*WORK TO DO*:
Identify the line in which "[locate] the side" appears, then reproduce that line and all remaining lines of the records word for word.

*RECORD EXCERPTS*:

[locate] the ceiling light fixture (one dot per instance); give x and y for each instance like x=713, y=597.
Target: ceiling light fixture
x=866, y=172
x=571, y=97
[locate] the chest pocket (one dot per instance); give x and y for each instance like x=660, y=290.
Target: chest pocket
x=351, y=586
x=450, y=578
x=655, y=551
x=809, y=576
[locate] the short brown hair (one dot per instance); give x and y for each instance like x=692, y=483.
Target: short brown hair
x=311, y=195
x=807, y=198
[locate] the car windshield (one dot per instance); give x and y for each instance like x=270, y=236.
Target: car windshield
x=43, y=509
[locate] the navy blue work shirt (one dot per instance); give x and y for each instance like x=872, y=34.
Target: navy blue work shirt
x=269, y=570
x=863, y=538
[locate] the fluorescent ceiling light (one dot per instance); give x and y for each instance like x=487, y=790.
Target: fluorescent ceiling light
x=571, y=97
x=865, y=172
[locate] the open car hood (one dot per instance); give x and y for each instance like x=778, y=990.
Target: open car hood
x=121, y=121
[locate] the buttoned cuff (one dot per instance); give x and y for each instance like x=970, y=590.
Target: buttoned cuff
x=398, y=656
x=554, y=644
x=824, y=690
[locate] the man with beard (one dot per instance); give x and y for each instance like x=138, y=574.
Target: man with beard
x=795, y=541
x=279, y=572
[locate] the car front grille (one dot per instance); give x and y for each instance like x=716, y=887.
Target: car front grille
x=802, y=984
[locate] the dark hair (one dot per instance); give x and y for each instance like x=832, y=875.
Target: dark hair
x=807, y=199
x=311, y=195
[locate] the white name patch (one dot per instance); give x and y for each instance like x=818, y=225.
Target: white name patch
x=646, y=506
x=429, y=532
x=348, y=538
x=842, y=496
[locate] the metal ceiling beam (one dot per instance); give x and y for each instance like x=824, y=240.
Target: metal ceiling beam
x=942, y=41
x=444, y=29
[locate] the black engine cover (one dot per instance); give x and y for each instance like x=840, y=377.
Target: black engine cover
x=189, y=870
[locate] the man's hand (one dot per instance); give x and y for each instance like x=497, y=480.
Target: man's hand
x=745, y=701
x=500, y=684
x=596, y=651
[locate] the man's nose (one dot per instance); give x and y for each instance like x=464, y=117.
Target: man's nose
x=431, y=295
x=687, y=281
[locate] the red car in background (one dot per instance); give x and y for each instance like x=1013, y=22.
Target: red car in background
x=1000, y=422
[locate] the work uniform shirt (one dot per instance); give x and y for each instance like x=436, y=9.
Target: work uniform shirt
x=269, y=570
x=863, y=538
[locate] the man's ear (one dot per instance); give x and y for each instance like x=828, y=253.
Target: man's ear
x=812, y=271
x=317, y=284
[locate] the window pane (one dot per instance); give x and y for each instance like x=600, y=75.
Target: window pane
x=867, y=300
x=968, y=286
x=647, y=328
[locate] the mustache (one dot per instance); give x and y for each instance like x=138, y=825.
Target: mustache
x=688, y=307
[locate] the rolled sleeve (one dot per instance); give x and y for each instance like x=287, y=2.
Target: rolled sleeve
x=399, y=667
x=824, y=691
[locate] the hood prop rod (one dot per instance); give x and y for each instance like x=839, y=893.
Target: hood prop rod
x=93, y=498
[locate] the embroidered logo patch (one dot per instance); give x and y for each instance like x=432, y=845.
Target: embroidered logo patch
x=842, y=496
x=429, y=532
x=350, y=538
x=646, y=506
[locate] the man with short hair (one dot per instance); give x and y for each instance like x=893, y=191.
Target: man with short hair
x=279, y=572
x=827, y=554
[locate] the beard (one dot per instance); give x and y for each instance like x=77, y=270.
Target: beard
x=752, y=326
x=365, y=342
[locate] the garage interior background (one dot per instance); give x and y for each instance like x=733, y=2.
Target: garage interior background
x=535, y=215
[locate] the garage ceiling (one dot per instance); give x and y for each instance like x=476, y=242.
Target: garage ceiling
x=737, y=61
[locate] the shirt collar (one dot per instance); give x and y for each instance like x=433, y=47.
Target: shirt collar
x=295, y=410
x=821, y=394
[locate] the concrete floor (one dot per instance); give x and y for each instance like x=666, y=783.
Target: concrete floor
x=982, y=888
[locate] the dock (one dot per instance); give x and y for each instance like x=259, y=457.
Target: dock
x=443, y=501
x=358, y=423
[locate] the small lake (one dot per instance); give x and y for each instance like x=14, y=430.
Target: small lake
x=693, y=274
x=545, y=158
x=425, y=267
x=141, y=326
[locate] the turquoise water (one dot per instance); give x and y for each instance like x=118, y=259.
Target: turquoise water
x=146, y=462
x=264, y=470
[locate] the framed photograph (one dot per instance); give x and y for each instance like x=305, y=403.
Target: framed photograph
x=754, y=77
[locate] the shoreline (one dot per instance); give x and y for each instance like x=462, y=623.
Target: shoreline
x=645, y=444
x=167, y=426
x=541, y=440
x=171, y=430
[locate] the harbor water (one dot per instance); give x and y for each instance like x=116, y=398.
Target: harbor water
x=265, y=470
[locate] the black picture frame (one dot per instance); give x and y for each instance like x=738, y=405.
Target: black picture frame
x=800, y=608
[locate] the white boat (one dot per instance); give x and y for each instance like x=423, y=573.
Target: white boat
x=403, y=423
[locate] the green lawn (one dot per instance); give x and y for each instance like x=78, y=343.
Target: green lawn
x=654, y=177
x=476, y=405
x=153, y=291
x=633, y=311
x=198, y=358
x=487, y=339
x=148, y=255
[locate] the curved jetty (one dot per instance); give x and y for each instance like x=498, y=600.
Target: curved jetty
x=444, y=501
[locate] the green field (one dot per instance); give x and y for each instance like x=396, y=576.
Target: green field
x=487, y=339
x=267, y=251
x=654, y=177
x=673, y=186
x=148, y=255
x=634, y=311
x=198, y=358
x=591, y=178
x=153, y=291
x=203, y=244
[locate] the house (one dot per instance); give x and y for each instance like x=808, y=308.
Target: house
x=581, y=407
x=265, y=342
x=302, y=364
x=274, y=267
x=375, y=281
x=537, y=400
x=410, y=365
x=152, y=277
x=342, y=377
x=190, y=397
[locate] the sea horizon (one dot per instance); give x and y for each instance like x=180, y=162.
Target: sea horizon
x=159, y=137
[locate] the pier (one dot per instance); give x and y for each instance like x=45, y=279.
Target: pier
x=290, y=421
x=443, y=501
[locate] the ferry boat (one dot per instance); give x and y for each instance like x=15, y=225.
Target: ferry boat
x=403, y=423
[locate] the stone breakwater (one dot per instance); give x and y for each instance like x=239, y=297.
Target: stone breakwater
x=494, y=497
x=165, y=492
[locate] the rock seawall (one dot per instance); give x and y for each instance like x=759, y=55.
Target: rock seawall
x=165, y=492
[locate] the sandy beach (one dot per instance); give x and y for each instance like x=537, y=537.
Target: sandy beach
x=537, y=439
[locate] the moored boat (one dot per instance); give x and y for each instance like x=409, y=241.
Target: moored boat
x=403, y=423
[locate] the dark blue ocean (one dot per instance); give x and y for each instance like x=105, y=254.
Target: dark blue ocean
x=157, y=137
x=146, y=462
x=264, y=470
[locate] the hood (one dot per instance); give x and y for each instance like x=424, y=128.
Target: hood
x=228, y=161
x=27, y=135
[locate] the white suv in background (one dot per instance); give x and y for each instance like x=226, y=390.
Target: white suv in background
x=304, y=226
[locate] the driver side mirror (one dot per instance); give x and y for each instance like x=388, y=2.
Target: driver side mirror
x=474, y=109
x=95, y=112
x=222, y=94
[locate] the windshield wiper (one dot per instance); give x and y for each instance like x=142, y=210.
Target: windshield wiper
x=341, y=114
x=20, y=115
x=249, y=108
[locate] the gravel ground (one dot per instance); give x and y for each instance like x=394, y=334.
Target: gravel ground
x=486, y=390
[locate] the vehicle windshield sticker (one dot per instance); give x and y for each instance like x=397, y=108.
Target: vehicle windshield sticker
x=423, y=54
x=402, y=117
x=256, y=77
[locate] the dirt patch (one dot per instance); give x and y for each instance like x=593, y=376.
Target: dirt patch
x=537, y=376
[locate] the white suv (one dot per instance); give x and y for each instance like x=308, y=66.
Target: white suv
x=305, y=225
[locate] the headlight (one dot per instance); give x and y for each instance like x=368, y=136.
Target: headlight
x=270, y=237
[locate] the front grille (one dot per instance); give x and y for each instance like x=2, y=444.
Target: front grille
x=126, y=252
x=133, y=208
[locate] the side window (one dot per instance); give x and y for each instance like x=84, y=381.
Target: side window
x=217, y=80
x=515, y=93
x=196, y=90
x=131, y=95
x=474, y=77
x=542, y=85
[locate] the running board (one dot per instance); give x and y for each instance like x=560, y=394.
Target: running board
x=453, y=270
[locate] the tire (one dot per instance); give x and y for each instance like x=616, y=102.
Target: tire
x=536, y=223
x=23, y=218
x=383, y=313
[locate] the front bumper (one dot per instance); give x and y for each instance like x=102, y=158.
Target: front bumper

*PROBLEM SOLUTION*:
[locate] the side window (one dot per instance); give x and y for each instance like x=84, y=381.
Target: side window
x=217, y=80
x=515, y=93
x=196, y=90
x=131, y=95
x=474, y=77
x=542, y=85
[locate] the running board (one dot per instance); give x and y for each instance like x=560, y=394.
Target: running board
x=453, y=270
[locate] the tire (one dot per instance); give x and y for each instance like x=616, y=102.
Target: tire
x=536, y=223
x=23, y=218
x=383, y=313
[locate] the front bumper (one dot per instance); give x and y for each instance like x=102, y=158.
Target: front bumper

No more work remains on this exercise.